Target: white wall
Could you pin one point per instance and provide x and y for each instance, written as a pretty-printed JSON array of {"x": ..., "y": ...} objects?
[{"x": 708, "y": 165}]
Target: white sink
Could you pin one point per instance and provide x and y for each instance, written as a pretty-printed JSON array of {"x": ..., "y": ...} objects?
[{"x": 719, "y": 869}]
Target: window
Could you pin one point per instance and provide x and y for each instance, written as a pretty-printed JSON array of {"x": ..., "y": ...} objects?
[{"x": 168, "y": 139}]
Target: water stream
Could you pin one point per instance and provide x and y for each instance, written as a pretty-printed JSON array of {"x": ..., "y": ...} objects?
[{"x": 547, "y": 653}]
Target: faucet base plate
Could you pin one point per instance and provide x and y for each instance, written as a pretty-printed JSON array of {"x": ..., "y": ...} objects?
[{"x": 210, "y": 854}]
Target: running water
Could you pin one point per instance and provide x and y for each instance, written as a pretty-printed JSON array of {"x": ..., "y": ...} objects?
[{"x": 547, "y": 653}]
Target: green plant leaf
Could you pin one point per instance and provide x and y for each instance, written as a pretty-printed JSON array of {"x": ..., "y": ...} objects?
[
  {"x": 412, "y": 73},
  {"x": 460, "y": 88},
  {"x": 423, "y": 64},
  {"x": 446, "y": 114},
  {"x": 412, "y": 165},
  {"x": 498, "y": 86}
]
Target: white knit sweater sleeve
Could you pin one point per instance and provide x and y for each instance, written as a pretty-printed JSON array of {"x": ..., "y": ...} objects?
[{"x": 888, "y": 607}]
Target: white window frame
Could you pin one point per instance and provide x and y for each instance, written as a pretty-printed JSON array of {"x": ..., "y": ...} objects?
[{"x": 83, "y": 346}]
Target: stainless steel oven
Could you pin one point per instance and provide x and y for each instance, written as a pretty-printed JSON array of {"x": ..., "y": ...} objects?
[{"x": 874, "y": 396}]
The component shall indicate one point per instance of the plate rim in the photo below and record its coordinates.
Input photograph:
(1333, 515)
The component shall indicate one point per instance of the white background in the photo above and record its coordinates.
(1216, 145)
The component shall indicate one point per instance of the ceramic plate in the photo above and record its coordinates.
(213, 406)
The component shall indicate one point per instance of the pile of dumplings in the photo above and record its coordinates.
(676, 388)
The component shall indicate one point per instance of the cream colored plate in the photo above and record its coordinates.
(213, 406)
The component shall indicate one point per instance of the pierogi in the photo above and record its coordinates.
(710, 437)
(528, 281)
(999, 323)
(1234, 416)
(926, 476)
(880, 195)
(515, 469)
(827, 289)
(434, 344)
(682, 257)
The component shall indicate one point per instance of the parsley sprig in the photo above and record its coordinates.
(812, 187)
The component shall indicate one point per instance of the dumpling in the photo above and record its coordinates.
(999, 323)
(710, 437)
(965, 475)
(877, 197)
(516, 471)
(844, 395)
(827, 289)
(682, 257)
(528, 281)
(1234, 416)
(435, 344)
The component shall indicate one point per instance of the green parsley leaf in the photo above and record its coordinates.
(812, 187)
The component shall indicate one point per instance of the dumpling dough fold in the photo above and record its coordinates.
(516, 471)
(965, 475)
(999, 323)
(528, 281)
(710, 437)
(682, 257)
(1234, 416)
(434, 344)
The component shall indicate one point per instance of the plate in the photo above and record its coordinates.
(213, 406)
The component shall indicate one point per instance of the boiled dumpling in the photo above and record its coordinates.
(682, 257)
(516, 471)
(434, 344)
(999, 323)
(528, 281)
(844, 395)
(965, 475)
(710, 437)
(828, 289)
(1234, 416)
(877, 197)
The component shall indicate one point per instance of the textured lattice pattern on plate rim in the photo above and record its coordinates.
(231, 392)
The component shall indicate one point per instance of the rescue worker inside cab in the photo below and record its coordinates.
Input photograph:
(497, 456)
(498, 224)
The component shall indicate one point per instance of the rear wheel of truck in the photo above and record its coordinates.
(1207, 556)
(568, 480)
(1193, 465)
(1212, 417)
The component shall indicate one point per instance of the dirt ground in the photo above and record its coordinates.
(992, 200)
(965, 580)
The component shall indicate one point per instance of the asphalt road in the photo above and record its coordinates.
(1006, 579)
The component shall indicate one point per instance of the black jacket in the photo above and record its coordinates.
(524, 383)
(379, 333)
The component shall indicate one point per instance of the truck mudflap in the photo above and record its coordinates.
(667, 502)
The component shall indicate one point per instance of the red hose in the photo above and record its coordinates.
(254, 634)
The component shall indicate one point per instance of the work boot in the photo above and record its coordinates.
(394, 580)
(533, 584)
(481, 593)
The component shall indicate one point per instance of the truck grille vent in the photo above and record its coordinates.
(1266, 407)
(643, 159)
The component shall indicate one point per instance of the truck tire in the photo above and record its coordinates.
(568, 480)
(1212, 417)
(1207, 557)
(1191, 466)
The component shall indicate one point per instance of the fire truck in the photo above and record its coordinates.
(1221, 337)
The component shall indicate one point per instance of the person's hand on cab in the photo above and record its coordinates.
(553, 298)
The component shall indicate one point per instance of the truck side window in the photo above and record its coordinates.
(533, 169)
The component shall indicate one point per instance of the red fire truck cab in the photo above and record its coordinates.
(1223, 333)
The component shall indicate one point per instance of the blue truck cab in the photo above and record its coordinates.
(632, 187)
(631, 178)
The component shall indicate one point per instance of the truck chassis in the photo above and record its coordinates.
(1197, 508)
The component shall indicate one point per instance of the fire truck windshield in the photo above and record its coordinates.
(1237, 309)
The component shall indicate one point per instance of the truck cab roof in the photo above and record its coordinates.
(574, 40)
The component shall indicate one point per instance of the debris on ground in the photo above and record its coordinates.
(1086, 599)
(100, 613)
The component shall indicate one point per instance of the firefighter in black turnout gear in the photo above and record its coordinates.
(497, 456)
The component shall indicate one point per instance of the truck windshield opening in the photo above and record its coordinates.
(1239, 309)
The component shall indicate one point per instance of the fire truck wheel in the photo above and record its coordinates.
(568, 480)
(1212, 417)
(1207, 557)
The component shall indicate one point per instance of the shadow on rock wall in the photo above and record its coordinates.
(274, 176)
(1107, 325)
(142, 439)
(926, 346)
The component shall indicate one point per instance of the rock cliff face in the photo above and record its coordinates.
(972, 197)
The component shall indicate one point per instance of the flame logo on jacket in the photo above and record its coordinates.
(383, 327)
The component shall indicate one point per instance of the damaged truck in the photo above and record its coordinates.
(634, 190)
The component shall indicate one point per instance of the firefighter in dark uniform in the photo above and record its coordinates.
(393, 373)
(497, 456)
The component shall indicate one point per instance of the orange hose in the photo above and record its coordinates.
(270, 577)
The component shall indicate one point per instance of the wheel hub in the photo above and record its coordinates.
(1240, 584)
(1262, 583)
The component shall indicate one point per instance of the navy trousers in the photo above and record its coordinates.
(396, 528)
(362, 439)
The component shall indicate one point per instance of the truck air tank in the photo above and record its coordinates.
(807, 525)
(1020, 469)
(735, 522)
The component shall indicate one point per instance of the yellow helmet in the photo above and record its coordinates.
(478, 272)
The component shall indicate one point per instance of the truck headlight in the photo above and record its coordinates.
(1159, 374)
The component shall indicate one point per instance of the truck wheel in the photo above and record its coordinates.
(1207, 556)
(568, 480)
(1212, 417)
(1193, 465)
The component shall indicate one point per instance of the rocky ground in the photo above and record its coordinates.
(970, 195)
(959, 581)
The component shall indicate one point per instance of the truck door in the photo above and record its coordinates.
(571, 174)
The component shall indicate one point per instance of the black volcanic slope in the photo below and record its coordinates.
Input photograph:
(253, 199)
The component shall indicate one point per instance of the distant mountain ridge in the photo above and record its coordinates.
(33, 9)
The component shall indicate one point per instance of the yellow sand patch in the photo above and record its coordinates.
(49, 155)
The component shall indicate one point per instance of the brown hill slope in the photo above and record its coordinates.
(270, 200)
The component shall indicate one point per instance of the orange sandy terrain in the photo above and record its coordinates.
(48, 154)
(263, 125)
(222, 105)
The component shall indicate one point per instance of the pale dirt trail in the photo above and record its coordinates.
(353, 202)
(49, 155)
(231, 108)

Job: Format the data from the line with "The component shall indicate one point per instance of the pale" through the end of the data as a two-column CSV with the headers instruction and points. Write one row per instruction, with its coordinates in the points column, every field quoted and line breaks replaced by spaces.

Exercise answer:
instruction,points
"The component shall indicate one point per instance of the pale dirt trail in the photo above and record its coordinates.","(353, 202) (49, 155) (231, 108)"